(Dataset items)
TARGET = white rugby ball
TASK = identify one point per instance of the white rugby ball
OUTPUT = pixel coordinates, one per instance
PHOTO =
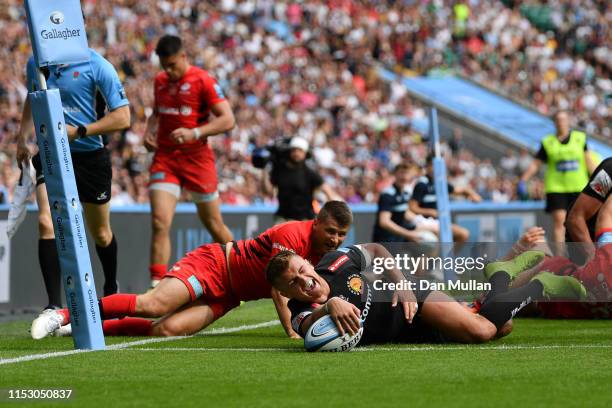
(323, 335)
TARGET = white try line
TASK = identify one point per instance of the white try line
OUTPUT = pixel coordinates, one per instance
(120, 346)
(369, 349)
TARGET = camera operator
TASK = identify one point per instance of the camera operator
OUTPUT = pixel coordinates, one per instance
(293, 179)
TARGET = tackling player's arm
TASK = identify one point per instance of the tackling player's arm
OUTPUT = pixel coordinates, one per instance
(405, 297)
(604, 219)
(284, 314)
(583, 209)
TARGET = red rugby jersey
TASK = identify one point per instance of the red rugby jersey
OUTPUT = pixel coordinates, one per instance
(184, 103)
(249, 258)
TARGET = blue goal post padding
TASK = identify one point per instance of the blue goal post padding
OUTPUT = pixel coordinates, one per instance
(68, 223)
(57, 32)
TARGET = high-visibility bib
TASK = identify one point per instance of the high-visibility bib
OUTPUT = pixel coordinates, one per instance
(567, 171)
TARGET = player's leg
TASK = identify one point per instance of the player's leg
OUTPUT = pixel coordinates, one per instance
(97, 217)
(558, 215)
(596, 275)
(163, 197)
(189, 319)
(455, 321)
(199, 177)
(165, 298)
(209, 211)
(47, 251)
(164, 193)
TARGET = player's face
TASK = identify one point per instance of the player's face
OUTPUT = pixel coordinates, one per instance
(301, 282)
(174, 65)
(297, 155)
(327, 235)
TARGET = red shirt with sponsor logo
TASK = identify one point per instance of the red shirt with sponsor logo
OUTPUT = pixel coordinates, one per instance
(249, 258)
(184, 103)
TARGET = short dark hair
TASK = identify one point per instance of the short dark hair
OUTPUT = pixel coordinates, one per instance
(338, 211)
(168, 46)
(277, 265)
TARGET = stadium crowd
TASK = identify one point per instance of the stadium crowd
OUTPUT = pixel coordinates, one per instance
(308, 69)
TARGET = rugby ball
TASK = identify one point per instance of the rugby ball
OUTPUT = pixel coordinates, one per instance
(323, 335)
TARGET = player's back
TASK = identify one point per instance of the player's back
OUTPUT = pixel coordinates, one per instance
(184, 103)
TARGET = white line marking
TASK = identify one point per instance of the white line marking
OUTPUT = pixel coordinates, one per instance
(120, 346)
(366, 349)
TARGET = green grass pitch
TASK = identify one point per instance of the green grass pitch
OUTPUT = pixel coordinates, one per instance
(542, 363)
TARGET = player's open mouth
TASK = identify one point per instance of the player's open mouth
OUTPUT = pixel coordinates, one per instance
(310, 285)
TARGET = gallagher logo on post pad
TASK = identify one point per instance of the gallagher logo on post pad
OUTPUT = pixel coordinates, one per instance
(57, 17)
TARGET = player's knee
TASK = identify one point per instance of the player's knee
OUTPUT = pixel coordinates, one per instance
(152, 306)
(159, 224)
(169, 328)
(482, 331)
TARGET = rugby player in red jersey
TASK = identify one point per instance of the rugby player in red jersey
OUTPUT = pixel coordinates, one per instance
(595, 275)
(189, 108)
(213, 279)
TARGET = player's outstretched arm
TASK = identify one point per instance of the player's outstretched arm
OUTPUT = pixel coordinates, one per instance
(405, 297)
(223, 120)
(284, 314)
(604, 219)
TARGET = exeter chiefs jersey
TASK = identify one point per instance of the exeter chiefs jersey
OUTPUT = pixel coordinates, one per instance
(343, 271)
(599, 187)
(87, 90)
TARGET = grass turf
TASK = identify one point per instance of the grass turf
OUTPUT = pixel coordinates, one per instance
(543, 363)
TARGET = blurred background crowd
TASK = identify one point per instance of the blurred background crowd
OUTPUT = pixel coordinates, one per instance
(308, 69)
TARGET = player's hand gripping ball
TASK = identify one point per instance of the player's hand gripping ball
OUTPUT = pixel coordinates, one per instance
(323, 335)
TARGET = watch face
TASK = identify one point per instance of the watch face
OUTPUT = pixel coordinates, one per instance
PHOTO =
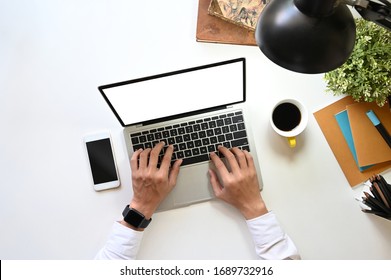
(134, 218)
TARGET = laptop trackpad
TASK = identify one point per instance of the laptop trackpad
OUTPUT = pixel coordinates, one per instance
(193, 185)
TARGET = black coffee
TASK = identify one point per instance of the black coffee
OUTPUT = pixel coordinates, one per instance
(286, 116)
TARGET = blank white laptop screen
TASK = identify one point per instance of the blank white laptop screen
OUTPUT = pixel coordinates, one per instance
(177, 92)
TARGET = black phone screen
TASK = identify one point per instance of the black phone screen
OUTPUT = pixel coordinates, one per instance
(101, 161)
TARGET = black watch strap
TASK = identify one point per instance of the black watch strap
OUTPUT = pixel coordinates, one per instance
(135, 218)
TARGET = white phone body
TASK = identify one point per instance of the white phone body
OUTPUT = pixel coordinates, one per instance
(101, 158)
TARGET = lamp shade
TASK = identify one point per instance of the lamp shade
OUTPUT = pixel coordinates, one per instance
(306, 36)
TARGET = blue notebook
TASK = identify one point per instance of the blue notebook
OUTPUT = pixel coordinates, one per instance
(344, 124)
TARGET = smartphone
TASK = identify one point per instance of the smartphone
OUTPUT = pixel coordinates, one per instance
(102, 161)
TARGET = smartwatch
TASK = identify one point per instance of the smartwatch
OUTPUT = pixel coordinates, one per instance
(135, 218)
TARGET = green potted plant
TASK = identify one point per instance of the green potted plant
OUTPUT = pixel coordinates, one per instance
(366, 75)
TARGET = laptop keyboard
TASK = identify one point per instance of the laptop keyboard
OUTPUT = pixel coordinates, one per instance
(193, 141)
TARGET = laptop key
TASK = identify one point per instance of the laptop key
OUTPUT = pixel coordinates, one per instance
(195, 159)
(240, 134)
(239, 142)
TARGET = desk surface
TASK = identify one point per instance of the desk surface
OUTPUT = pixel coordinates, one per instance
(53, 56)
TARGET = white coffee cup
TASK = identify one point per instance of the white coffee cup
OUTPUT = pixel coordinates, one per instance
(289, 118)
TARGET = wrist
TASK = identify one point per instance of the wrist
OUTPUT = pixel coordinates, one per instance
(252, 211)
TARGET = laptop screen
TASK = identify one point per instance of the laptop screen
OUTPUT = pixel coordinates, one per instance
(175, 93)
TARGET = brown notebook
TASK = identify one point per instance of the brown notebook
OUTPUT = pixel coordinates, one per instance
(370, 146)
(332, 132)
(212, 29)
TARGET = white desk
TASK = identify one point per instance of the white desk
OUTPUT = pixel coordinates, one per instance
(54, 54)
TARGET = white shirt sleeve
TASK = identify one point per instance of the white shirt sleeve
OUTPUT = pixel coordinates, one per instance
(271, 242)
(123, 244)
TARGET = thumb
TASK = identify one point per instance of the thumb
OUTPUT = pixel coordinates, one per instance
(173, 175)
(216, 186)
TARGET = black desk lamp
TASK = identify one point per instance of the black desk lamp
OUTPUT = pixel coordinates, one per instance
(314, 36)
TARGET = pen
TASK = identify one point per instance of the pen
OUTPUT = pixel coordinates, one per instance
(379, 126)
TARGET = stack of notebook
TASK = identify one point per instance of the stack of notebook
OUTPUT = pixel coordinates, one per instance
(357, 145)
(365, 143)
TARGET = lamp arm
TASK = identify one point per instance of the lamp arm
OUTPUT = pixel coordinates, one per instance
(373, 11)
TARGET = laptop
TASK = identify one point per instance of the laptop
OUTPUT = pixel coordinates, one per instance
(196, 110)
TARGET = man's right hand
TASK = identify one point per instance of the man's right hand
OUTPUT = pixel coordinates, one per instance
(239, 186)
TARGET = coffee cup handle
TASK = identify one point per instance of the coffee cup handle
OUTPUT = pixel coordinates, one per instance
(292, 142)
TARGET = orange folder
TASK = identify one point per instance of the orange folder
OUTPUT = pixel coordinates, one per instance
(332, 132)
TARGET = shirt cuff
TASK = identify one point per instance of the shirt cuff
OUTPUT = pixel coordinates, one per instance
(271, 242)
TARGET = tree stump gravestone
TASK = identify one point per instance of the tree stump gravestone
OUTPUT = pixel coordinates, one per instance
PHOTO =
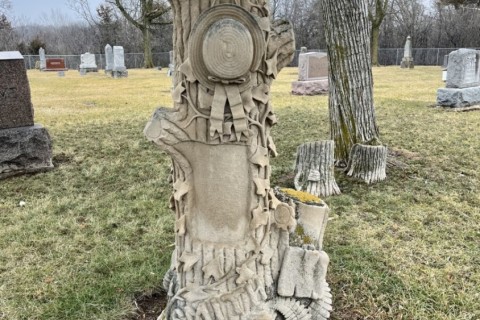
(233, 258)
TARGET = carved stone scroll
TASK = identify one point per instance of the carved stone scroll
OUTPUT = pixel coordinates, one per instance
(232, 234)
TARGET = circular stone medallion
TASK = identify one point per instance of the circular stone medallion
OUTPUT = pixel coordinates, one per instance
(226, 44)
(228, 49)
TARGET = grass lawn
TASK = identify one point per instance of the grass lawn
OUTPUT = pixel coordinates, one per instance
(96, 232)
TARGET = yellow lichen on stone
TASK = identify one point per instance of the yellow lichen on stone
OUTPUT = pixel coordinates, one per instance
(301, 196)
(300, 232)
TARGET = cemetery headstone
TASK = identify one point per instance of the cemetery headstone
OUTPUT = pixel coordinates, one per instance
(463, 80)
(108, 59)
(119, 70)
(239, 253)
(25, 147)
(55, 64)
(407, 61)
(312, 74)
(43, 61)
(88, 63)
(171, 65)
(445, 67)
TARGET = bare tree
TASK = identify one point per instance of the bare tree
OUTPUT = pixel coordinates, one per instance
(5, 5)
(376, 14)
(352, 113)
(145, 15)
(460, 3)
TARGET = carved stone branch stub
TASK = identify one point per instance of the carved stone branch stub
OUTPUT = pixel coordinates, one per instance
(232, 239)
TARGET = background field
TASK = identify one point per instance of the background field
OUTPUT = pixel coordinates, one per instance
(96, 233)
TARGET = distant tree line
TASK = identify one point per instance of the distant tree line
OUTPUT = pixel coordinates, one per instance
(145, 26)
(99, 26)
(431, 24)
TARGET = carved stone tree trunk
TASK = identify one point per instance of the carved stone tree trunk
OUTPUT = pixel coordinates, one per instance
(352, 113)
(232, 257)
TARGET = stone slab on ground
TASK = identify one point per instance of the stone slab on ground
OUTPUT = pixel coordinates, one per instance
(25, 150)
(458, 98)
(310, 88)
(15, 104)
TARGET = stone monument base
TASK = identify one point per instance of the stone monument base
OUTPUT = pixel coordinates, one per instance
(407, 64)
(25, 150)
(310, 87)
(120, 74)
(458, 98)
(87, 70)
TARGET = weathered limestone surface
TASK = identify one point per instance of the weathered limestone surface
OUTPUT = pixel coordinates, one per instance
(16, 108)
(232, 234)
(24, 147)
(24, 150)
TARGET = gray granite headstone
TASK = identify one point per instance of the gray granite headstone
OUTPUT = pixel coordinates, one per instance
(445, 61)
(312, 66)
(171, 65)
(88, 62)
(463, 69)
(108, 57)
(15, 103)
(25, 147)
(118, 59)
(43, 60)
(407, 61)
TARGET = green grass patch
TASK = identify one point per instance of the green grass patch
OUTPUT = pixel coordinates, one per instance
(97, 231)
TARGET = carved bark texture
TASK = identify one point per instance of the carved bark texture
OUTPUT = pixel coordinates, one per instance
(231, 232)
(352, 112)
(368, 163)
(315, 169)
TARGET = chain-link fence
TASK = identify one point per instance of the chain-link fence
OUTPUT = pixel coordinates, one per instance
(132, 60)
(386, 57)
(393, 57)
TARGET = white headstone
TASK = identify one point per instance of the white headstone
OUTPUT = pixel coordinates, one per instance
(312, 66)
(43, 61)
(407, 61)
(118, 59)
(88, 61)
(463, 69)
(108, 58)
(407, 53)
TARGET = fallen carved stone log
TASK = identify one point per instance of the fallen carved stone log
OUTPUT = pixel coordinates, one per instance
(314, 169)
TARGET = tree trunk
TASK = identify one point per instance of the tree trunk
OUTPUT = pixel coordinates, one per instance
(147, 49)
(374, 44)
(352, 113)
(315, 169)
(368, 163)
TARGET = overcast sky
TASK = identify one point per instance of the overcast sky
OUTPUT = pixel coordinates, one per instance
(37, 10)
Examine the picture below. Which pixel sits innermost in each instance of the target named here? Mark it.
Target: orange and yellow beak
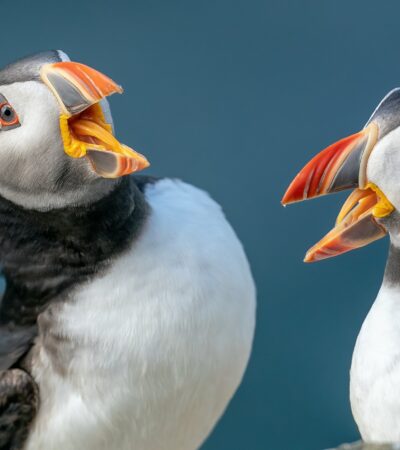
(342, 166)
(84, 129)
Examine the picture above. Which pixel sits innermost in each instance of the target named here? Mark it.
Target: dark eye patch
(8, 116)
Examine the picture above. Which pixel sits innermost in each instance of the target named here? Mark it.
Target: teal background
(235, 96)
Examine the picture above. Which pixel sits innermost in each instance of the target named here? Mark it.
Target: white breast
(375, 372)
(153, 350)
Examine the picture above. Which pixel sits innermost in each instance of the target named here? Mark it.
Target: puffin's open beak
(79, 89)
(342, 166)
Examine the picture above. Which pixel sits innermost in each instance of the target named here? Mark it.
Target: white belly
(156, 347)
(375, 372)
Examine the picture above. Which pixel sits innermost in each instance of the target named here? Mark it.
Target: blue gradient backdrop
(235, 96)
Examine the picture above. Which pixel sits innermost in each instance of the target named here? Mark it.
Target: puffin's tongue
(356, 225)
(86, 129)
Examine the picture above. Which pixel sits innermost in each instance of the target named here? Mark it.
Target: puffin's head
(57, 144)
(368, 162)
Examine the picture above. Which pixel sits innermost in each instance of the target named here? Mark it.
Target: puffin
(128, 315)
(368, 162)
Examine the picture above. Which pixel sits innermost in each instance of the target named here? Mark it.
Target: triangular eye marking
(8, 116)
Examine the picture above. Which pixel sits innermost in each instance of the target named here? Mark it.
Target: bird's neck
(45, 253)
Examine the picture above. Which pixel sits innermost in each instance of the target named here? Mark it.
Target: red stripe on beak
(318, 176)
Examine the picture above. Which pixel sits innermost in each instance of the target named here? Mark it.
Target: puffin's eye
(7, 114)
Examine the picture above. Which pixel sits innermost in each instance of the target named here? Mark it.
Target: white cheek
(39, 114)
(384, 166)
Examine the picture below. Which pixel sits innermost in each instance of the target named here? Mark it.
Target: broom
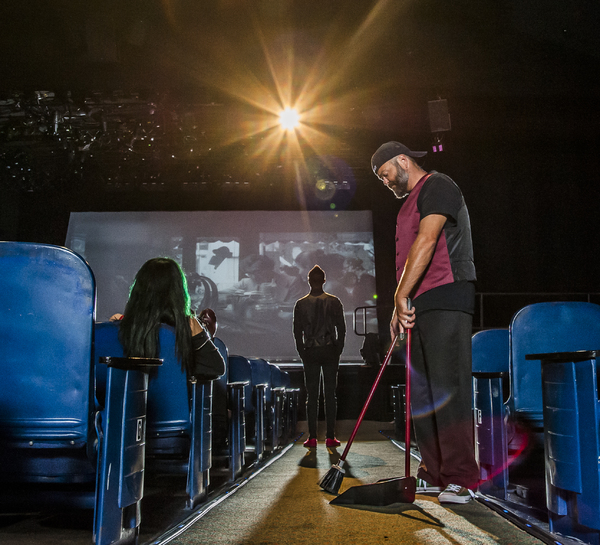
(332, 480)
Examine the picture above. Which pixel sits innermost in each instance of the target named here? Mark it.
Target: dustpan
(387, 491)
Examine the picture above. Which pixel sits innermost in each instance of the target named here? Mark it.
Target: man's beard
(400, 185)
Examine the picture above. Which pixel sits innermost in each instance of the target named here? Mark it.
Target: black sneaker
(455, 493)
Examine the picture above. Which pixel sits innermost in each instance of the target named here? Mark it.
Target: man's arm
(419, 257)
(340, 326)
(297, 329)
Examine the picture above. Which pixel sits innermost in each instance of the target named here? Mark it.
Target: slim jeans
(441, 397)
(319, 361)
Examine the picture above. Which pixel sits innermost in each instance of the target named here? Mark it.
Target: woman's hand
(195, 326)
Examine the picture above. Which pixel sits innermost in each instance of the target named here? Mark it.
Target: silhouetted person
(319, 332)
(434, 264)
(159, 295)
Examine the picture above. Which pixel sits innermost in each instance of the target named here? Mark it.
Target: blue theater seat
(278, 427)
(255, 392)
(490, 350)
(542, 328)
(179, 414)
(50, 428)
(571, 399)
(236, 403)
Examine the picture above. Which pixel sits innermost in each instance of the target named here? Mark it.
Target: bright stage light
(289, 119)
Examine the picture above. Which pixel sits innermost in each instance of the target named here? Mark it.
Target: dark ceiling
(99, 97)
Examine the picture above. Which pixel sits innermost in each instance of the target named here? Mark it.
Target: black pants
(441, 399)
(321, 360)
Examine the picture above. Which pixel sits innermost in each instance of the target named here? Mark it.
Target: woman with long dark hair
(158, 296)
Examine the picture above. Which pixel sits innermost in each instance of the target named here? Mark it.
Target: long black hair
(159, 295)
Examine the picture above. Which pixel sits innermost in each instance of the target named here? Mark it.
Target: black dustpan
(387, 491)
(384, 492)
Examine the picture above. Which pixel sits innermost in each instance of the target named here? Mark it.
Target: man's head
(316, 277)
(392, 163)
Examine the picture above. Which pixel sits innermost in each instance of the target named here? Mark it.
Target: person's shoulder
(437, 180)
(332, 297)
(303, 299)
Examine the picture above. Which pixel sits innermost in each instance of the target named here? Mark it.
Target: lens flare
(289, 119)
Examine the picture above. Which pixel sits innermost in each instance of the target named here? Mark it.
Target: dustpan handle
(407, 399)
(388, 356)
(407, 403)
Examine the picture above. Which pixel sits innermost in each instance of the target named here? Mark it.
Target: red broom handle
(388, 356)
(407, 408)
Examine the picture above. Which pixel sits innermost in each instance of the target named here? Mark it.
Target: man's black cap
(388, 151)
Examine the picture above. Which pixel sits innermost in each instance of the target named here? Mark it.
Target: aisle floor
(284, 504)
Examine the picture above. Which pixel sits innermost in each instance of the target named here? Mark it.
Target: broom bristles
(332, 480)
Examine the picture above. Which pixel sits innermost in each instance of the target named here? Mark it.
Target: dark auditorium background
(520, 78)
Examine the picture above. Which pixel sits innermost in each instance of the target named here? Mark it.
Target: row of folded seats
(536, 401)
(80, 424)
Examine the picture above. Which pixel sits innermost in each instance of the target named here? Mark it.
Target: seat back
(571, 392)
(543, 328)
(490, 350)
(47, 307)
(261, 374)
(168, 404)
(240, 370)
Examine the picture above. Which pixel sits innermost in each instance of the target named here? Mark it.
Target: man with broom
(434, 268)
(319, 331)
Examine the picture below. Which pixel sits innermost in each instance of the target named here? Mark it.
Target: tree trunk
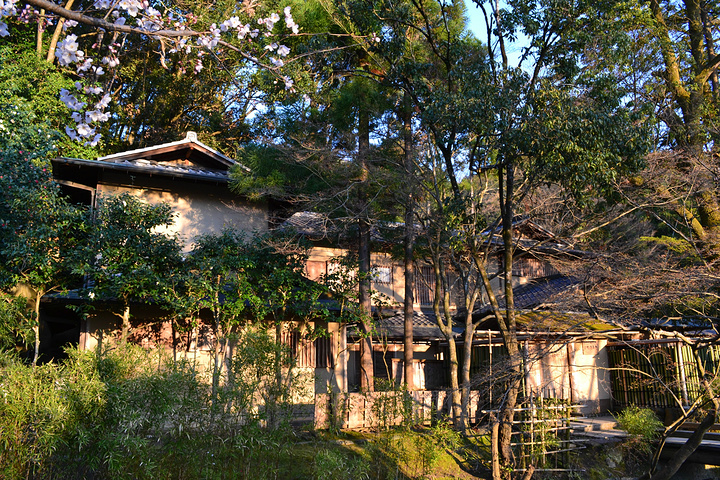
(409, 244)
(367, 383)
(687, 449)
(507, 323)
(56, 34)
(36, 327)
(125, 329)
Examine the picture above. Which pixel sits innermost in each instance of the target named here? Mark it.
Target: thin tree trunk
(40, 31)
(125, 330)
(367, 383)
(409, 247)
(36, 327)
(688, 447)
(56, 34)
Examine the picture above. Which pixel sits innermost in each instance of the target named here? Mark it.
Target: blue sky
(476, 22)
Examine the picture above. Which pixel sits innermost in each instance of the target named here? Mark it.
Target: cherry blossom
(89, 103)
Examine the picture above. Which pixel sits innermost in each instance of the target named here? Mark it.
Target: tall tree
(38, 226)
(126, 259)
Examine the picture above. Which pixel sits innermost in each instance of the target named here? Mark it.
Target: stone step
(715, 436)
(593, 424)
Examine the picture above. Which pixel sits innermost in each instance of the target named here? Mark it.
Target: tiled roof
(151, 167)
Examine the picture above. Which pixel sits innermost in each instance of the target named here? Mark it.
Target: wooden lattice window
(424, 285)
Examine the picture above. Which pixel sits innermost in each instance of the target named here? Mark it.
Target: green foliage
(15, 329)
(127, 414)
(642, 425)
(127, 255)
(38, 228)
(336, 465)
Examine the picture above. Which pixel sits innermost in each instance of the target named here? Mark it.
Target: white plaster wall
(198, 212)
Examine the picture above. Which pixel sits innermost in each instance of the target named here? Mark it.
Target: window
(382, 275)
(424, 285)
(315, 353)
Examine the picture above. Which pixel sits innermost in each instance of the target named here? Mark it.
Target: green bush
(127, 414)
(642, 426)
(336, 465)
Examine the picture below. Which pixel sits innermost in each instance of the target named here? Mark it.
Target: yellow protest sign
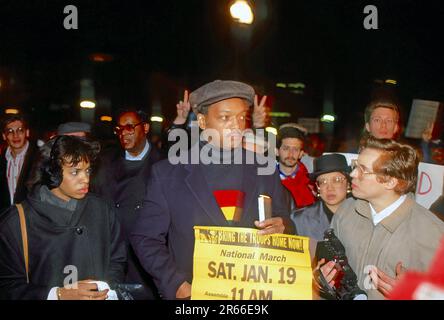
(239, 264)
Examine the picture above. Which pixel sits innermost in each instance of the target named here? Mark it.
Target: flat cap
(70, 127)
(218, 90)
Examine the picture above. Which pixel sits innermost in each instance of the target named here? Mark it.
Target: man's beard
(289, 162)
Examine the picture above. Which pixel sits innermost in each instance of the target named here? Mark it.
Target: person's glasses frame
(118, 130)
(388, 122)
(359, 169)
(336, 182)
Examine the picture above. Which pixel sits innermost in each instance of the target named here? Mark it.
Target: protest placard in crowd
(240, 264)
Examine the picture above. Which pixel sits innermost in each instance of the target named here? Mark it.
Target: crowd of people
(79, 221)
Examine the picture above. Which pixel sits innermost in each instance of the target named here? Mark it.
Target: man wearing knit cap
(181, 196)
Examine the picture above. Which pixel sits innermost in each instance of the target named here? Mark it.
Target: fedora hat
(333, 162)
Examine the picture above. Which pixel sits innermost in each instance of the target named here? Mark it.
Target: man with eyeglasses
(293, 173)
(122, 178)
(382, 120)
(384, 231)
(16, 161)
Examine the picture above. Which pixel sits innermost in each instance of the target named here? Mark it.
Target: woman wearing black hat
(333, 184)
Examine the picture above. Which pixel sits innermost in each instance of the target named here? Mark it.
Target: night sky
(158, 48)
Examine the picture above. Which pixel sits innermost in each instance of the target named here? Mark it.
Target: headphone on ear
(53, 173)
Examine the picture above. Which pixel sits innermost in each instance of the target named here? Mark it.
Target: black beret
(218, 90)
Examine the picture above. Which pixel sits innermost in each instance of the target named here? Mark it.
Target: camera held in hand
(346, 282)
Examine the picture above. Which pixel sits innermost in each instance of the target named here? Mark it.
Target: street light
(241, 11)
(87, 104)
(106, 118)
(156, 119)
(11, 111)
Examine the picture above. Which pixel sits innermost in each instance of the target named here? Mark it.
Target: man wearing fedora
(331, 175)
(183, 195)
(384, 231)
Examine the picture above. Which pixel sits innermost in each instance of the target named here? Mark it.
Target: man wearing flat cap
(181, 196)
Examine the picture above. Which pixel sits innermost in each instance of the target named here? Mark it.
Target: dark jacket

About this exercise: Filtering the entries above by the word "brown", copy each line that matches.

Answer to this task:
TARGET = brown notebook
TASK = identify one point per instance of the brown notebook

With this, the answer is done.